* TRECHO DO DOCUMENTO
Em 1930, organiza o “Certame da Mulher Portuguesa – Exposição da Obra Feminina, antiga e moderna, de carácter literário, artístico e científico”, que durante dois meses ocupa onze salas do jornal O Século, com grande êxito, o que lhe valerá ser condecorada com o grau de oficial da Ordem de Santiago em 1934.

Intrépida, irrequieta e obstinada, faz de Modas & Bordados um sucesso editorial, onde as mulheres encontram uma voz que as valoriza e exorta à emancipação e em que se destaca o suplemento Joaninha, para jovens mulheres que procuram sobretudo os conselhos da “Tia Filomena”.

Meses depois da sua eleição, em 1945, como Presidente do Conselho Nacional das Mulheres Portuguesas, criado em 1914 pela médica obstetra Adelaide Cabete, ao qual, como era a sua marca, deu um dinamismo ímpar (e incómodo) é forçada a escolher entre este cargo e a direção da Modas & Bordados. Não cedendo à chantagem, é despedida da revista, mas não se rende.

Em 1947, realiza a grande e inédita Exposição de Livros Escritos por Mulheres – milhares de livros de milhares de autoras de todo o mundo – na Sociedade Nacional de Belas-Artes. Uma semana depois, a exposição é encerrada pela censura e o Conselho Nacional das Mulheres Portuguesas proibido pela ditadura.

“Proíbem-me e eu incandesço”, dizia Maria Teresa Horta, outra Maria. A Lamas aconteceria o mesmo, adivinhamos. Àquelas proibições, a resposta de Maria Lamas foi monumental. Primeiro, com “Mulheres do Meu País” (1948 – 1950), depois com “A Mulher no Mundo” (1952), sempre com a sua intervenção cívica e participação ativa nas causas por que se batia, cá dentro e lá fora.

* DADOS FORNECIDOS
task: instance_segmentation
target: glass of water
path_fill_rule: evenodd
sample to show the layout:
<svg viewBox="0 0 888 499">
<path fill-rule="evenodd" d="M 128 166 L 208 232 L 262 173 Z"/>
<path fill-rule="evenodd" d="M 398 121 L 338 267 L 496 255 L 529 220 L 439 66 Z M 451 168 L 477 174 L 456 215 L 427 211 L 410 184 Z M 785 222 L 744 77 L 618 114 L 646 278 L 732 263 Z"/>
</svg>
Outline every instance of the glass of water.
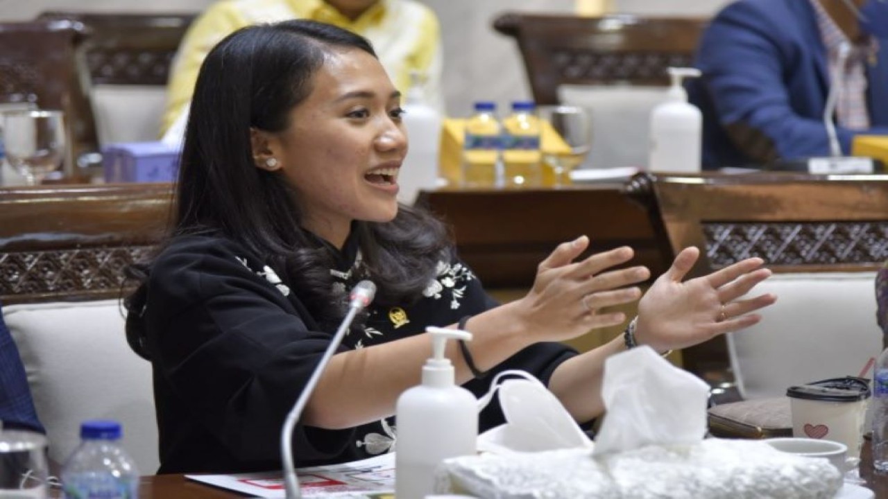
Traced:
<svg viewBox="0 0 888 499">
<path fill-rule="evenodd" d="M 61 111 L 34 109 L 4 113 L 6 160 L 36 186 L 65 158 L 65 120 Z"/>
<path fill-rule="evenodd" d="M 45 499 L 48 478 L 46 437 L 0 431 L 0 499 Z"/>
</svg>

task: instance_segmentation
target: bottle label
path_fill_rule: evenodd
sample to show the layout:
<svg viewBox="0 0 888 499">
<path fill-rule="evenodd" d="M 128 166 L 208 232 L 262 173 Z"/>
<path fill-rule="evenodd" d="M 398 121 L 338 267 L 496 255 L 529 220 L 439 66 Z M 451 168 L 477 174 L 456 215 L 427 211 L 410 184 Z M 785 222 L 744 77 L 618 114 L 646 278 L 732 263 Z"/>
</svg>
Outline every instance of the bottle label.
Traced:
<svg viewBox="0 0 888 499">
<path fill-rule="evenodd" d="M 500 138 L 496 135 L 466 133 L 464 149 L 498 149 Z"/>
<path fill-rule="evenodd" d="M 503 136 L 503 147 L 505 149 L 539 150 L 539 135 L 510 135 Z"/>
<path fill-rule="evenodd" d="M 876 371 L 873 380 L 873 396 L 888 397 L 888 369 Z"/>
<path fill-rule="evenodd" d="M 66 499 L 136 499 L 138 477 L 117 479 L 108 472 L 63 477 Z"/>
</svg>

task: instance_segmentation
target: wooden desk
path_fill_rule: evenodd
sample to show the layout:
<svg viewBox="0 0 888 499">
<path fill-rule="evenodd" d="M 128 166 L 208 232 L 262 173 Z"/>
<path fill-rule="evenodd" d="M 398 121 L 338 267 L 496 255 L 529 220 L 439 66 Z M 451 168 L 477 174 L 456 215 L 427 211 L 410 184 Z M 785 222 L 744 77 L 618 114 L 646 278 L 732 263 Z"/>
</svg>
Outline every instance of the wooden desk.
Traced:
<svg viewBox="0 0 888 499">
<path fill-rule="evenodd" d="M 586 234 L 589 253 L 622 245 L 635 249 L 631 265 L 653 275 L 664 265 L 646 208 L 622 183 L 560 189 L 441 189 L 422 192 L 419 203 L 453 229 L 460 257 L 487 288 L 529 288 L 536 265 L 555 247 Z"/>
<path fill-rule="evenodd" d="M 866 479 L 864 487 L 876 492 L 876 499 L 888 499 L 888 475 L 876 475 L 873 471 L 869 440 L 863 445 L 860 475 Z M 139 489 L 140 499 L 228 499 L 243 497 L 240 494 L 215 488 L 186 479 L 183 475 L 156 475 L 143 477 Z"/>
</svg>

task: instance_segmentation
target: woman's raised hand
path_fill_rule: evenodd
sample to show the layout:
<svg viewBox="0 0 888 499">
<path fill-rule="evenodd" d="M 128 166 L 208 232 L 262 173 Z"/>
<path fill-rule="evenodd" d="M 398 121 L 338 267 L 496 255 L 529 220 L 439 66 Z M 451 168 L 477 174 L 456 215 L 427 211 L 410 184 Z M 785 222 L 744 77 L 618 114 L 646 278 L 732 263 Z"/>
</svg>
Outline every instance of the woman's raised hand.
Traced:
<svg viewBox="0 0 888 499">
<path fill-rule="evenodd" d="M 516 304 L 515 313 L 527 330 L 549 337 L 537 341 L 570 339 L 594 328 L 619 324 L 625 321 L 623 313 L 601 313 L 599 310 L 641 297 L 641 290 L 632 284 L 650 276 L 646 267 L 610 270 L 632 258 L 630 248 L 617 248 L 575 262 L 588 247 L 586 236 L 559 244 L 537 266 L 533 288 Z"/>
<path fill-rule="evenodd" d="M 741 298 L 771 275 L 761 258 L 682 281 L 699 256 L 696 248 L 683 250 L 641 298 L 635 332 L 639 345 L 658 352 L 691 346 L 752 326 L 761 320 L 752 313 L 776 301 L 771 294 Z"/>
</svg>

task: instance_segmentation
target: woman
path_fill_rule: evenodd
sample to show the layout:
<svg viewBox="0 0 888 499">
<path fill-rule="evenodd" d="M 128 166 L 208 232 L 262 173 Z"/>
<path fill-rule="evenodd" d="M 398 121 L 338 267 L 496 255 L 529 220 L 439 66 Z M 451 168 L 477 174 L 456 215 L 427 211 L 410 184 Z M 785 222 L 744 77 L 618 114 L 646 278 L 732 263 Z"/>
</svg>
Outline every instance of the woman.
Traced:
<svg viewBox="0 0 888 499">
<path fill-rule="evenodd" d="M 129 303 L 131 344 L 154 365 L 161 472 L 279 469 L 284 417 L 345 315 L 345 289 L 361 279 L 377 297 L 303 413 L 299 465 L 393 447 L 386 418 L 419 382 L 428 325 L 462 322 L 474 334 L 468 355 L 448 352 L 474 393 L 491 376 L 472 370 L 522 368 L 577 421 L 601 412 L 603 361 L 623 339 L 583 354 L 557 342 L 624 321 L 599 310 L 638 299 L 632 284 L 647 269 L 609 270 L 632 257 L 629 248 L 574 262 L 589 245 L 583 236 L 540 264 L 527 296 L 496 306 L 442 225 L 397 204 L 400 100 L 366 40 L 328 25 L 247 28 L 207 57 L 173 234 Z M 683 251 L 641 300 L 638 343 L 694 345 L 756 323 L 749 313 L 773 302 L 737 299 L 770 274 L 760 259 L 682 282 L 696 257 Z M 480 425 L 501 422 L 495 408 Z"/>
</svg>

* TAREFA
No trecho do documento, qual é o nome do suplemento da Modas & Bordados voltado para mulheres jovens?

* TAREFA CONCLUÍDA
Joaninha.